• [Set exercise]
Copy out all the entries word for word.

--- Start ---

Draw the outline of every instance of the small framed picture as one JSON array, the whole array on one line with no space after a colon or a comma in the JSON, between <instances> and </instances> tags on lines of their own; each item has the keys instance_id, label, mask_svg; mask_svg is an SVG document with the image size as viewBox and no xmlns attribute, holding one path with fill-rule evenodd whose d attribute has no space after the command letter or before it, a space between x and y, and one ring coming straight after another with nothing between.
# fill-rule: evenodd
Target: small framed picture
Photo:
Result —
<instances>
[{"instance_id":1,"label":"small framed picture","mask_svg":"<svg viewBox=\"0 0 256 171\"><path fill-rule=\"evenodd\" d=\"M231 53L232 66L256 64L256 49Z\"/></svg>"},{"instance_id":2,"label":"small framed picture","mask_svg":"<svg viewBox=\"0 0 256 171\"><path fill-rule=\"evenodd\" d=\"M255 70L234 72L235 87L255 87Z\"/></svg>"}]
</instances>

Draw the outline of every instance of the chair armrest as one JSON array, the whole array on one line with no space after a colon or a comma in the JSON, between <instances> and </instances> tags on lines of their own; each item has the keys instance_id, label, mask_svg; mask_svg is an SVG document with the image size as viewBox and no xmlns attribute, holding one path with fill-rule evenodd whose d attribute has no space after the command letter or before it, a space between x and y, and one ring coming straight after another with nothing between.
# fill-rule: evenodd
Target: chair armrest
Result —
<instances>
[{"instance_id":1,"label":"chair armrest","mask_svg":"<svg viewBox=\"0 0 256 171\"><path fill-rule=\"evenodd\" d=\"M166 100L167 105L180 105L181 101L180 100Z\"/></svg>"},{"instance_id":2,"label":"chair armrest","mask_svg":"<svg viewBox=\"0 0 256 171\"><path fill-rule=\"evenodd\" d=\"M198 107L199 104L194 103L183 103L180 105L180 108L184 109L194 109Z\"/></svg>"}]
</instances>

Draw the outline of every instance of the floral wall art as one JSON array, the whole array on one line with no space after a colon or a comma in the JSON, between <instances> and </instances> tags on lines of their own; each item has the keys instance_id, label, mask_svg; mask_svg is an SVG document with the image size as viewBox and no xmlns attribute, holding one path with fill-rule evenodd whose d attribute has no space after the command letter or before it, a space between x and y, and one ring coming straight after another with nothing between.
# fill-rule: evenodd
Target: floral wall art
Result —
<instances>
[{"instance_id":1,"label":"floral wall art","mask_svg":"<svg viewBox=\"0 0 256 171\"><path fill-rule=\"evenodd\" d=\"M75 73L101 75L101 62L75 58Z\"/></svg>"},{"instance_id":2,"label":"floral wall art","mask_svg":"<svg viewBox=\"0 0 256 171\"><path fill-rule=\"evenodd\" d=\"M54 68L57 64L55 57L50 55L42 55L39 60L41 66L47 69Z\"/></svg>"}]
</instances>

--- End ---

• [Response to the task]
Draw the outline of every instance of the small framed picture as one JSON array, the whole array on one line with no space after a colon or a comma in the JSON, between <instances> and </instances> tags on lines of their own; each item has the keys instance_id, label, mask_svg; mask_svg is an SVG document with the image size as viewBox and no xmlns attribute, holding one path with fill-rule evenodd whose d attribute has no space after the command letter or before it, a space between x and y, and one ring coming straight after another with nothing between.
# fill-rule: evenodd
Target: small framed picture
Photo:
Result —
<instances>
[{"instance_id":1,"label":"small framed picture","mask_svg":"<svg viewBox=\"0 0 256 171\"><path fill-rule=\"evenodd\" d=\"M231 53L232 66L256 64L256 49Z\"/></svg>"},{"instance_id":2,"label":"small framed picture","mask_svg":"<svg viewBox=\"0 0 256 171\"><path fill-rule=\"evenodd\" d=\"M255 70L234 72L235 87L255 87Z\"/></svg>"}]
</instances>

Draw the outline of every instance of the chair armrest as one JSON array, the whole array on one line with no space after a colon or a comma in the JSON, between <instances> and </instances> tags on lines of their own; each item has the keys instance_id, label, mask_svg; mask_svg is an SVG document with the image size as viewBox and no xmlns attribute, holding one path with fill-rule evenodd whose d attribute has no space after the command letter or before it, a space between x and y, and one ring coming straight after another with nothing between.
# fill-rule: evenodd
Target: chair armrest
Result —
<instances>
[{"instance_id":1,"label":"chair armrest","mask_svg":"<svg viewBox=\"0 0 256 171\"><path fill-rule=\"evenodd\" d=\"M166 100L167 105L180 105L181 101L180 100Z\"/></svg>"},{"instance_id":2,"label":"chair armrest","mask_svg":"<svg viewBox=\"0 0 256 171\"><path fill-rule=\"evenodd\" d=\"M198 107L199 104L194 103L183 103L180 105L180 108L184 109L194 109Z\"/></svg>"}]
</instances>

Draw the outline of every instance of the floral wall art as one JSON array, the whole array on one line with no space after a colon or a comma in the JSON, between <instances> and </instances> tags on lines of their own; each item has the keys instance_id, label, mask_svg; mask_svg is an SVG document with the image size as viewBox and no xmlns attribute, holding one path with fill-rule evenodd whose d attribute has no space after the command letter or before it, a space between x and y, and one ring coming straight after another with nothing between.
# fill-rule: evenodd
Target: floral wall art
Result —
<instances>
[{"instance_id":1,"label":"floral wall art","mask_svg":"<svg viewBox=\"0 0 256 171\"><path fill-rule=\"evenodd\" d=\"M75 73L101 75L101 62L75 58Z\"/></svg>"},{"instance_id":2,"label":"floral wall art","mask_svg":"<svg viewBox=\"0 0 256 171\"><path fill-rule=\"evenodd\" d=\"M54 68L57 64L55 57L50 55L42 55L39 60L41 66L47 69Z\"/></svg>"}]
</instances>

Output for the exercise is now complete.